__Work to be completed__. Count the lines in the data below that contain the string "green", and reply with only that number.

__Extracted data__.
>> begin
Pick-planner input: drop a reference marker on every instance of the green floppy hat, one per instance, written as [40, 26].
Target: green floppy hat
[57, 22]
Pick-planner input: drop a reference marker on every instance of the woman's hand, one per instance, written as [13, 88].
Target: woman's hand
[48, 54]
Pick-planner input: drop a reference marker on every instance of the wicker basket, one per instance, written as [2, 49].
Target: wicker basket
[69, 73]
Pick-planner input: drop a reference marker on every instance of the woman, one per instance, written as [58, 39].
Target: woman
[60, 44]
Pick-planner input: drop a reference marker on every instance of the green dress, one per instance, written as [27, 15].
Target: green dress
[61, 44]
>> end
>> begin
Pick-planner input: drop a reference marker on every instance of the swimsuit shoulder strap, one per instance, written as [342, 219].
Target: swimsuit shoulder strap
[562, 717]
>> end
__Task solution__. 4